• **TASKS TO CARRY OUT**:
A - Echo the passage on electronic payment systems word for word, beginning at the words that have "To illustrate how" and stopping after "buyer to seller.".
B - Proceed with the piece on how electronic payment systems work, picking up right after its final sentence.

How electronic payment systems work

To illustrate how electronic payment systems work, let’s take the example of a contactless transaction. Your customer pays for something by tapping or waving their contactless credit card, debit card or smartphone over a reader, which then wirelessly transmits the payment information using near-field communication technology, similar to radio frequencies.

When payment devices and reader devices are held in close proximity and activated, their NFC chips exchange encrypted data, which then sends a message to the customer’s bank to process the payment using a payment gateway. A payment gateway is a software application that encrypts financial data and authorizes transactions, communicating with payment processors to enable the transfer of funds from buyer to seller.

While digitizing your payment system may come with challenges, there are huge benefits of electronic payment for business. So what are the advantages and disadvantages of electronic payment, and how might they apply to your own organization?

Benefits of electronic payment systems

Electronic payment systems can save you time: Checks take days to clear, while cash involves frequent visits to the bank. But today’s electronic payment solutions can also automate many of your most repetitive manual accounting processes, so you and your team can get on with the work that really matters to your business. Of course, these days also electronic check cashing is possible, which also falls under electronic payments.

Electronic payment systems can save you money: Saving time on routine accounting admin is one cost benefit, while helping protect you against fraud is another major financial advantage. Historically, cash and check fraud have been notoriously difficult to trace. A best-in-class electronic payment system is highly secure and often backed by machine learning, while digitized systems provide business owners with real-time metrics for accurate audit trails.

• **DATA LISTING**:

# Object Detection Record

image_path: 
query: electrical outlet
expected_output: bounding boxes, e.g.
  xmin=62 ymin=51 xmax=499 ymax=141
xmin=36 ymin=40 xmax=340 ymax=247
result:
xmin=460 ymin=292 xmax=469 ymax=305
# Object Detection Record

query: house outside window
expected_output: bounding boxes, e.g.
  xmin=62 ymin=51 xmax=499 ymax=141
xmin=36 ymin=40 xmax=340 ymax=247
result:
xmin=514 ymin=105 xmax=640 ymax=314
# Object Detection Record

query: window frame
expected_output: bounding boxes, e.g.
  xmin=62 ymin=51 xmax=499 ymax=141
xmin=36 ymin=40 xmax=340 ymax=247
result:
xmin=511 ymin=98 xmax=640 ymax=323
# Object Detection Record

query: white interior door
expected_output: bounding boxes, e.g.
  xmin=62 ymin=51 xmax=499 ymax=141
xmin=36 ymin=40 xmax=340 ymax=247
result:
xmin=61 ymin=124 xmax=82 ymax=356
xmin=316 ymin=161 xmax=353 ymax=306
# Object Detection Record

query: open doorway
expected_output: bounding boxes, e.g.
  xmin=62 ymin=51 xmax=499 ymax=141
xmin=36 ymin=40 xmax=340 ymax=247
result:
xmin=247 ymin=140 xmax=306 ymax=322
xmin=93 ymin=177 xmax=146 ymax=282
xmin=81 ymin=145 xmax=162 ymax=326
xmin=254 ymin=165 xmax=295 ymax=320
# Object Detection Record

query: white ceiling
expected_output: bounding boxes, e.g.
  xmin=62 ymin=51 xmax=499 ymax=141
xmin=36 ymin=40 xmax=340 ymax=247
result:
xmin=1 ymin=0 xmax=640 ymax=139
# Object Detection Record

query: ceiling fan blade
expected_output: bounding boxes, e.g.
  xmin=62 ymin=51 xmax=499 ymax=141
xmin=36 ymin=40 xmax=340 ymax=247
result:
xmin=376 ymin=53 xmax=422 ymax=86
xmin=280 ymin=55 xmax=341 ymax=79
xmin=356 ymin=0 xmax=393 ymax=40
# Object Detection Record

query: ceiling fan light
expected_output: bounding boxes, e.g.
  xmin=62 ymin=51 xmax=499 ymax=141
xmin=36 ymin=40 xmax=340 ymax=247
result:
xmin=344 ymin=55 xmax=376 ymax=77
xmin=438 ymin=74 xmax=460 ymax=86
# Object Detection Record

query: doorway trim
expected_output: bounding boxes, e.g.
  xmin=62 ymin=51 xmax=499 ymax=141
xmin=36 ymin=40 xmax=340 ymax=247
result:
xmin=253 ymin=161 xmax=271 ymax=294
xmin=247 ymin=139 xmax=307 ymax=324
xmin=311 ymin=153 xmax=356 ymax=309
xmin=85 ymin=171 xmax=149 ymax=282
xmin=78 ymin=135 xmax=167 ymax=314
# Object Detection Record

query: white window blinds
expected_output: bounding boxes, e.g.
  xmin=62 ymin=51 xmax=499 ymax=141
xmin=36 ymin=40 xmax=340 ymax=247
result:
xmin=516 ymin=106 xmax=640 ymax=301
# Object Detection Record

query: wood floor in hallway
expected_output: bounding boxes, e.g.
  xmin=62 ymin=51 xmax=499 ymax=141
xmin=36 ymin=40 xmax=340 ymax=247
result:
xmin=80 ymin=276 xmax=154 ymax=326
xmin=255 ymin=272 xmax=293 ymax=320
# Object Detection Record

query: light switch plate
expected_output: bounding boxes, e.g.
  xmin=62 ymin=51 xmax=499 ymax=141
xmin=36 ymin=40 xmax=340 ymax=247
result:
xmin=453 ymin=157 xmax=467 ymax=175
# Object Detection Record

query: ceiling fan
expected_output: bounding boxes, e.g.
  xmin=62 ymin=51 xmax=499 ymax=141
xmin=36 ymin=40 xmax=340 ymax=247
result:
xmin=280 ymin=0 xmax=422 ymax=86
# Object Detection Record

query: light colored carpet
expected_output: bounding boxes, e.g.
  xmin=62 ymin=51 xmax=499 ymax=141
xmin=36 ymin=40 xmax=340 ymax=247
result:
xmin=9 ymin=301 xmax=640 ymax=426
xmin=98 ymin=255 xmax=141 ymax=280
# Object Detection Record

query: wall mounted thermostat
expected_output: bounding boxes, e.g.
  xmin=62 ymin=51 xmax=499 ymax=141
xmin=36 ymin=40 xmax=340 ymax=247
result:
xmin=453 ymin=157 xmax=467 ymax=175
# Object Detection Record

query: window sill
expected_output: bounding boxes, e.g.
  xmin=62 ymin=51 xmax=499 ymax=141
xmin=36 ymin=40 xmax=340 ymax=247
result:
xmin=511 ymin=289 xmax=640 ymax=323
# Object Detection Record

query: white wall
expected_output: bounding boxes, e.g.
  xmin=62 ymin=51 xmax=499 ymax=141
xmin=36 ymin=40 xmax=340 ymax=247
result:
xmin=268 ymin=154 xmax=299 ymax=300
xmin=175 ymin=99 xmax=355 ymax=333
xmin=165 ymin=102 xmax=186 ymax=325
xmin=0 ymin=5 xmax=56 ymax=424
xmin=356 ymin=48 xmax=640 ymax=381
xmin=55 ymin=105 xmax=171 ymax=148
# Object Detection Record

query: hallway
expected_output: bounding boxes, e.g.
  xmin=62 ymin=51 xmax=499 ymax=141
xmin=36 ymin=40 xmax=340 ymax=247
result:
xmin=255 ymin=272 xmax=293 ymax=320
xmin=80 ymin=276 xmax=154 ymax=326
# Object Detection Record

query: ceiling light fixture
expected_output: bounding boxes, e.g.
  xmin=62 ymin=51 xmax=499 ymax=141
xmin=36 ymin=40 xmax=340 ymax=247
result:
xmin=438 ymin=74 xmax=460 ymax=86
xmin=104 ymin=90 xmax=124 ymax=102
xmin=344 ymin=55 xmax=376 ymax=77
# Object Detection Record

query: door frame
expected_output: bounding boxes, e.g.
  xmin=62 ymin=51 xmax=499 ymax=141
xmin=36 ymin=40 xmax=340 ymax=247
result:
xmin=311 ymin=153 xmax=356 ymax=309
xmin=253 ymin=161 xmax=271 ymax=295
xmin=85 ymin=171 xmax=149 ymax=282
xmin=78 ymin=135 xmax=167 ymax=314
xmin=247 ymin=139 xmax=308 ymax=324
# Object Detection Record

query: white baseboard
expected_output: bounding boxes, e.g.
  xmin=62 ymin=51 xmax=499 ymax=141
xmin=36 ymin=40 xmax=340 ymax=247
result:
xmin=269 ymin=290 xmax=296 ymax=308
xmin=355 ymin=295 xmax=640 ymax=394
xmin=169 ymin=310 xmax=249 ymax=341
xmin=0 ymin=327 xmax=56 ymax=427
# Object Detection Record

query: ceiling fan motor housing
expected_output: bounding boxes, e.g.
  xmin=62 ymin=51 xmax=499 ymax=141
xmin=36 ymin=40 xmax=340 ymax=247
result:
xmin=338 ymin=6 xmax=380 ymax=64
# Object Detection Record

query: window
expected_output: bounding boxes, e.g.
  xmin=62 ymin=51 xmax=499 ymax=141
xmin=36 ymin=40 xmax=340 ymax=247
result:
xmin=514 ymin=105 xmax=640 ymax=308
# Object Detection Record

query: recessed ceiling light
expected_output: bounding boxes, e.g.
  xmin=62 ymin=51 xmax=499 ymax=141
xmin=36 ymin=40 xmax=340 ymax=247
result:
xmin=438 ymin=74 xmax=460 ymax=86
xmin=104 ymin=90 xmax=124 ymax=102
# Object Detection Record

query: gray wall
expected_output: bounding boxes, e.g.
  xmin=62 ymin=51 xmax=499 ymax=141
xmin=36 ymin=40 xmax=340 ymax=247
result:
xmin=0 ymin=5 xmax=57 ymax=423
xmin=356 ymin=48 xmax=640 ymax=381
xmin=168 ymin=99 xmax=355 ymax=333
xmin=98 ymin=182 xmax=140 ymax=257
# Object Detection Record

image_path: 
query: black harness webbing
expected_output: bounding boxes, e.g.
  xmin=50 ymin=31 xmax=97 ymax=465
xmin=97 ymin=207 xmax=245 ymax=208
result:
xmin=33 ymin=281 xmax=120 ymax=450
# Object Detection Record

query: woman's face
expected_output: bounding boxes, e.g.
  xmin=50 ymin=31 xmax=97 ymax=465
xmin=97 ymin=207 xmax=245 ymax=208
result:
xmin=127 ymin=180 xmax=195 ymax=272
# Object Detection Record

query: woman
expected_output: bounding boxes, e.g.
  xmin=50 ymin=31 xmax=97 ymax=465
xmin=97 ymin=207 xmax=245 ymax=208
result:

• **SET OF ANSWERS**:
A -
To illustrate how electronic payment systems work, let’s take the example of a contactless transaction. Your customer pays for something by tapping or waving their contactless credit card, debit card or smartphone over a reader, which then wirelessly transmits the payment information using near-field communication technology, similar to radio frequencies.

When payment devices and reader devices are held in close proximity and activated, their NFC chips exchange encrypted data, which then sends a message to the customer’s bank to process the payment using a payment gateway. A payment gateway is a software application that encrypts financial data and authorizes transactions, communicating with payment processors to enable the transfer of funds from buyer to seller.

B -
Electronic payment systems can help you find new customers and retain the ones you have: New customer acquisition and existing customer retention are critical to the success of your business. So, it’s important to remember that 57% of consumers now say that the availability of digital payment options would impact their choices of where to shop.4 Friction-free electronic payment systems that offer multiple payment options and minimize card declines play a critical role in creating an engaging customer experience.

Drawbacks of electronic payment systems

Technical issues: Of course, electronic payments rely on technology, which can be prone to downtime, glitches and server outages. Electronic payments require unlimited, reliable access to the internet. If there is a problem with the payment system, transactions can be delayed or fail.

Security risks: While payment gateway providers invest heavily in security systems, there is always the risk of fraud and theft. Cybercriminals can use a variety of methods to steal payment information, including phishing scams and malware. That’s why it’s important to invest in reliable risk management systems.

Payment transaction fees: Some electronic payment methods charge fees for transactions, which vary depending on the payment method and the payment amount.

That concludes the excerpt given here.